Extracted information START
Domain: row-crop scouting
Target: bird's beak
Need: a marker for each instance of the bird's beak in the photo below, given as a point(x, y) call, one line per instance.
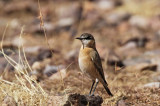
point(79, 38)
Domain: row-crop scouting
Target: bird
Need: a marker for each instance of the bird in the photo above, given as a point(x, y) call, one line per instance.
point(90, 62)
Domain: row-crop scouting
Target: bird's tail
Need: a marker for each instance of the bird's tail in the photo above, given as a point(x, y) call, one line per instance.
point(107, 89)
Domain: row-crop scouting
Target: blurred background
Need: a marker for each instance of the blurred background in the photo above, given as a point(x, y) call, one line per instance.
point(127, 34)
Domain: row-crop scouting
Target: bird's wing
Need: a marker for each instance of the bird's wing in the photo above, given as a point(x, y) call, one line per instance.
point(97, 62)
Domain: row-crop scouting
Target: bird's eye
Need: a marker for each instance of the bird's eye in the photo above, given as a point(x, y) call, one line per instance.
point(88, 38)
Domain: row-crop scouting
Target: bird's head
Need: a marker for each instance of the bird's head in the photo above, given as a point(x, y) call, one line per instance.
point(87, 40)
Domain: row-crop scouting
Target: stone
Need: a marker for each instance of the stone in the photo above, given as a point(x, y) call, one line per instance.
point(153, 85)
point(83, 100)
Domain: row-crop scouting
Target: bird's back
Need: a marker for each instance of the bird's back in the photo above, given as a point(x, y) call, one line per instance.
point(90, 63)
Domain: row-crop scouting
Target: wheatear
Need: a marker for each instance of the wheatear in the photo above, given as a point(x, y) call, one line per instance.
point(90, 62)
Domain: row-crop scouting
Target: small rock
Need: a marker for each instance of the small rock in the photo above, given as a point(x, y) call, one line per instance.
point(17, 41)
point(9, 101)
point(153, 85)
point(139, 22)
point(121, 103)
point(83, 100)
point(60, 74)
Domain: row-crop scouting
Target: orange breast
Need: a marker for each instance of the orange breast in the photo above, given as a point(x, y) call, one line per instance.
point(86, 64)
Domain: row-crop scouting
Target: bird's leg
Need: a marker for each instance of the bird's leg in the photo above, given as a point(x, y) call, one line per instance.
point(95, 86)
point(91, 87)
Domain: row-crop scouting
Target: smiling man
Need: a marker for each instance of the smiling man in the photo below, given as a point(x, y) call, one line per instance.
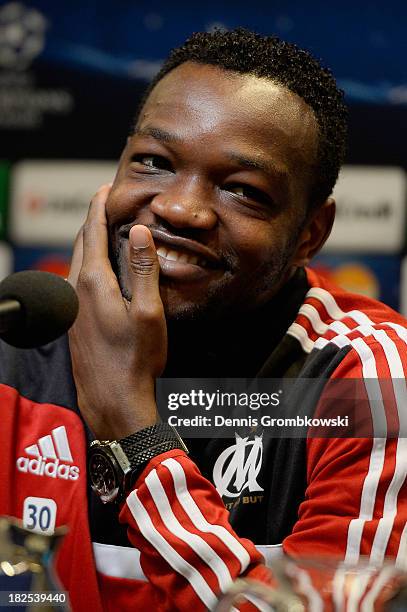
point(192, 264)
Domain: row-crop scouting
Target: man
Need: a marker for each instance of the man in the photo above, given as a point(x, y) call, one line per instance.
point(192, 264)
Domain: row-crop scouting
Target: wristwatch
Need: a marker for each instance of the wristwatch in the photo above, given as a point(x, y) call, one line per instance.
point(114, 465)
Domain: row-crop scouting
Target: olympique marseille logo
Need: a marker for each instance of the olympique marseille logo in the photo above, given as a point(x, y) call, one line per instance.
point(238, 467)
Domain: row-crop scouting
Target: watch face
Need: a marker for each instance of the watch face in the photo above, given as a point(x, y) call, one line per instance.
point(103, 477)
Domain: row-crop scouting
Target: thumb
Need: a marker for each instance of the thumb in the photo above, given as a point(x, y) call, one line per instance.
point(144, 266)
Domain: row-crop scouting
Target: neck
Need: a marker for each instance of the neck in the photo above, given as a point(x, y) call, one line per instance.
point(236, 346)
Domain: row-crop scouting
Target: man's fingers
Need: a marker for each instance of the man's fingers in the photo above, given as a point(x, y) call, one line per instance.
point(145, 270)
point(95, 238)
point(76, 261)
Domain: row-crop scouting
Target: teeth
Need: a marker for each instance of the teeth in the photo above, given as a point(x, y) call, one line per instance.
point(181, 257)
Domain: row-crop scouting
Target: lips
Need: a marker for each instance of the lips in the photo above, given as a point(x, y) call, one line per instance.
point(181, 258)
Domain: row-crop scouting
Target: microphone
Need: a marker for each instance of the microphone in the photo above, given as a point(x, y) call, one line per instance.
point(35, 308)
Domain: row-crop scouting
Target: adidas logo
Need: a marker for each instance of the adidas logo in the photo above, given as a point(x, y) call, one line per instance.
point(47, 455)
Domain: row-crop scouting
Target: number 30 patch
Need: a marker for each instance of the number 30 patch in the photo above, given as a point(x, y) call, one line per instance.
point(39, 514)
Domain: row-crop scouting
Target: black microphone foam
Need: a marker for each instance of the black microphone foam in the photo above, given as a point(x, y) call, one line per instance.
point(49, 306)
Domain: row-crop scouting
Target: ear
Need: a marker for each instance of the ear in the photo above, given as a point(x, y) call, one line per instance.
point(315, 232)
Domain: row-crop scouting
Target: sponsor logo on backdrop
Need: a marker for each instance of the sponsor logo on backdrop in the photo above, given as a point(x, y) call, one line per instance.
point(24, 104)
point(49, 456)
point(370, 210)
point(238, 466)
point(50, 199)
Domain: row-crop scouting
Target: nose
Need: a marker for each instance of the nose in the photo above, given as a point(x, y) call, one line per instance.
point(185, 205)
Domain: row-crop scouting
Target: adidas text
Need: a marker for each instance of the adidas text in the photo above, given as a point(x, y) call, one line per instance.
point(52, 468)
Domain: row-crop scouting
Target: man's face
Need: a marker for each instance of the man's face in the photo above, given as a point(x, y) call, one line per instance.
point(219, 169)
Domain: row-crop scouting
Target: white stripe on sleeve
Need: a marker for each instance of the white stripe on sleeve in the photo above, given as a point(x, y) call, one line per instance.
point(178, 564)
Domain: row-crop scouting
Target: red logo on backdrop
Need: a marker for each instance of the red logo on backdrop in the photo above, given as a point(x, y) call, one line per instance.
point(34, 203)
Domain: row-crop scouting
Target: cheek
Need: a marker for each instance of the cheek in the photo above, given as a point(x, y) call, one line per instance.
point(122, 203)
point(254, 243)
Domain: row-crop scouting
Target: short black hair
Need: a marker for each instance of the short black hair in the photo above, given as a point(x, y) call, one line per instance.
point(246, 52)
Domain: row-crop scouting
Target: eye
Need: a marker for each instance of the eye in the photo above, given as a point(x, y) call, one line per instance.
point(249, 193)
point(153, 162)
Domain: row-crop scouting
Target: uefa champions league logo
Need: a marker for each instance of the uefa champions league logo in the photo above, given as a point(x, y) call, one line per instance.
point(22, 35)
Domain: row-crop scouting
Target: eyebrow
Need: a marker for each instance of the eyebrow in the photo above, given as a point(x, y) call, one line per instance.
point(253, 163)
point(157, 133)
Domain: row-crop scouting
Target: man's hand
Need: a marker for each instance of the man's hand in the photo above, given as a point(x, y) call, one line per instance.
point(118, 349)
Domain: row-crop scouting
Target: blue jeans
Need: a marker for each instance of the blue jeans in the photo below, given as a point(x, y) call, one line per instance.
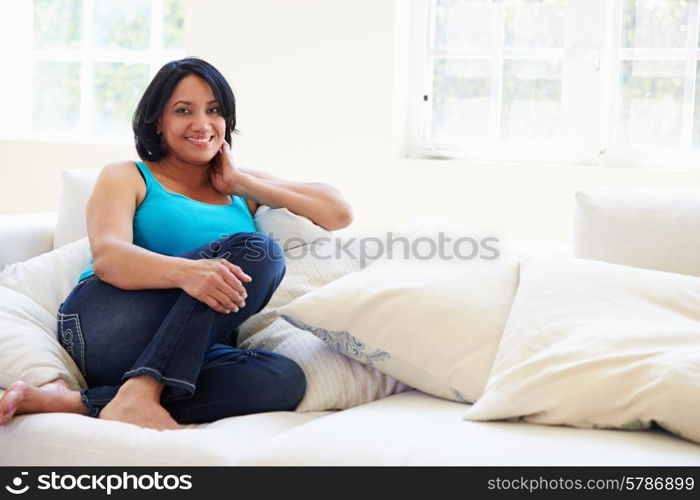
point(114, 334)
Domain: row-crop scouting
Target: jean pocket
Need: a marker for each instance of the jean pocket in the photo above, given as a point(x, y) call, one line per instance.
point(70, 336)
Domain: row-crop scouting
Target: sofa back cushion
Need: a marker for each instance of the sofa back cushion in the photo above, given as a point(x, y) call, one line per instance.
point(76, 186)
point(641, 228)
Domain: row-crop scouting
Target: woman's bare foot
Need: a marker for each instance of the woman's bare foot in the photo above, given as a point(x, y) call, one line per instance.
point(138, 402)
point(54, 396)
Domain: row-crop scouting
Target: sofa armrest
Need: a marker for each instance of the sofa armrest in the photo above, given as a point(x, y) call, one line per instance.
point(23, 236)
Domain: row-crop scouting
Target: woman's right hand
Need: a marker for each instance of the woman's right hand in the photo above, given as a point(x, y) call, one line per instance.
point(216, 282)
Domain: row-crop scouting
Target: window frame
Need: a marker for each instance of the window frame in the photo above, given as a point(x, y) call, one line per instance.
point(87, 56)
point(590, 86)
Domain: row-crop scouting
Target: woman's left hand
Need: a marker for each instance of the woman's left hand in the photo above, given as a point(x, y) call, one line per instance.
point(224, 174)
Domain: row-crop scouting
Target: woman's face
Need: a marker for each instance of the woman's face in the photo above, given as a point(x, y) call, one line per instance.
point(191, 124)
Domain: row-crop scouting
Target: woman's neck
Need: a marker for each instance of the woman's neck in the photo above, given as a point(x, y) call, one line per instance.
point(189, 174)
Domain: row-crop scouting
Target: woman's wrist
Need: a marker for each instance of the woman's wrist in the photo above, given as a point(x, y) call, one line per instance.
point(177, 271)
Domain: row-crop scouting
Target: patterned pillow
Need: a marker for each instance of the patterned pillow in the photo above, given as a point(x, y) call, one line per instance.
point(333, 380)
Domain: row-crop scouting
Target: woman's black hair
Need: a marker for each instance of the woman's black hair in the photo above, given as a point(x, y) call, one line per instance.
point(149, 145)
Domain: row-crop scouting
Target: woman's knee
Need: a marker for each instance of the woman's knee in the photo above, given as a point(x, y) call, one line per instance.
point(287, 383)
point(261, 255)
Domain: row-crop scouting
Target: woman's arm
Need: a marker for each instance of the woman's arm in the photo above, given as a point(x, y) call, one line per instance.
point(321, 203)
point(110, 213)
point(117, 261)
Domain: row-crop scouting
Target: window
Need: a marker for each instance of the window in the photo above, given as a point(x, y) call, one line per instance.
point(563, 81)
point(90, 62)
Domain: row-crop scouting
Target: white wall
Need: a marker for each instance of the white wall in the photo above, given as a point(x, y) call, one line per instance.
point(315, 85)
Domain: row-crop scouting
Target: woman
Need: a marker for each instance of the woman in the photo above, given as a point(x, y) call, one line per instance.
point(177, 267)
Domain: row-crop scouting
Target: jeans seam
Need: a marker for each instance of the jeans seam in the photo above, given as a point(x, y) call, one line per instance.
point(160, 375)
point(67, 317)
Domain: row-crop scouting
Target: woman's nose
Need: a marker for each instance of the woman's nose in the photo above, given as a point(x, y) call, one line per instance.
point(201, 121)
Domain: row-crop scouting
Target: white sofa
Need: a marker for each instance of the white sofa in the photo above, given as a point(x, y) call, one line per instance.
point(406, 428)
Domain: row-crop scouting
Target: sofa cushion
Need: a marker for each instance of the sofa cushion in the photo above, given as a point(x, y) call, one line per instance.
point(413, 428)
point(29, 349)
point(76, 187)
point(652, 229)
point(333, 380)
point(29, 234)
point(49, 278)
point(433, 325)
point(593, 344)
point(63, 439)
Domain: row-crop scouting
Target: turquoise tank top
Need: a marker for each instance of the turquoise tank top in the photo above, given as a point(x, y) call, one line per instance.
point(171, 223)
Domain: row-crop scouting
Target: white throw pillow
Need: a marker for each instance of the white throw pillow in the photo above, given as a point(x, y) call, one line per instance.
point(642, 228)
point(48, 278)
point(29, 350)
point(593, 344)
point(76, 187)
point(433, 325)
point(333, 380)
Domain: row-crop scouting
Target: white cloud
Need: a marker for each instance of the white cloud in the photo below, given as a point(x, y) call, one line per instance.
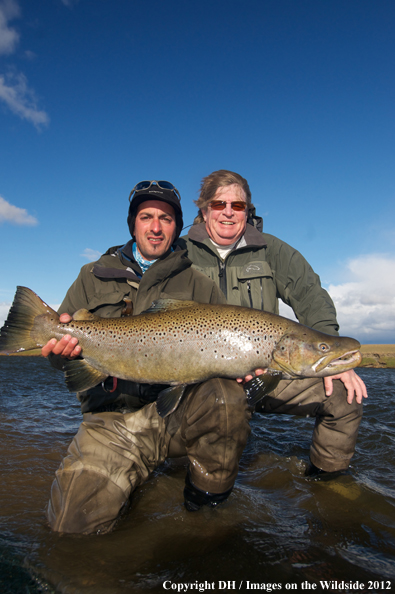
point(69, 3)
point(366, 304)
point(91, 255)
point(4, 307)
point(16, 94)
point(9, 9)
point(15, 215)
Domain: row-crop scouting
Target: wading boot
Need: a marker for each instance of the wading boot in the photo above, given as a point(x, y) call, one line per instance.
point(194, 498)
point(317, 474)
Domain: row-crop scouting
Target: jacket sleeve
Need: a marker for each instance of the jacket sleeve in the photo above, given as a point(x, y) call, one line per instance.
point(300, 287)
point(77, 297)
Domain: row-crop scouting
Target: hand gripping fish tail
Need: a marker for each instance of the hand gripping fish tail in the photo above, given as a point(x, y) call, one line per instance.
point(16, 335)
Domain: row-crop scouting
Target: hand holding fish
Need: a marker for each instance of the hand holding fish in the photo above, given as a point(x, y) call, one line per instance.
point(67, 347)
point(352, 382)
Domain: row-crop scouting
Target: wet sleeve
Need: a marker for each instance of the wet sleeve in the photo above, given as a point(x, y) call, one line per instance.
point(300, 288)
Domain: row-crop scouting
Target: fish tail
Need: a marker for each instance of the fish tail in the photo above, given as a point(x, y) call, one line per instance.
point(15, 335)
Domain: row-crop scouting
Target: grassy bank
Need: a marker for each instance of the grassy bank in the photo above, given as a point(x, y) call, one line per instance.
point(378, 355)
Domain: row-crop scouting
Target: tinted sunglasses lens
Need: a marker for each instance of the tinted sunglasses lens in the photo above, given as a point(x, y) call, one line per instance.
point(221, 205)
point(239, 205)
point(142, 186)
point(218, 205)
point(165, 185)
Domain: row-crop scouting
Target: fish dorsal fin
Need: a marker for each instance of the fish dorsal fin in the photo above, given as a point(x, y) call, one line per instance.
point(80, 375)
point(168, 304)
point(84, 314)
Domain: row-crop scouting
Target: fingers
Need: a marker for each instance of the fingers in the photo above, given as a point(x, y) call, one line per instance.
Extracted information END
The entries above hold a line with "Target: orange breast" and a later line with "Target: bird's leg". Write out exactly those lines and all lines between, nothing more.

Answer box:
Target: orange breast
Need: a marker for each instance of the orange breast in the photo above, given as a point(x, y) call, one line per instance.
point(86, 64)
Domain: row-crop scouting
Target: bird's leg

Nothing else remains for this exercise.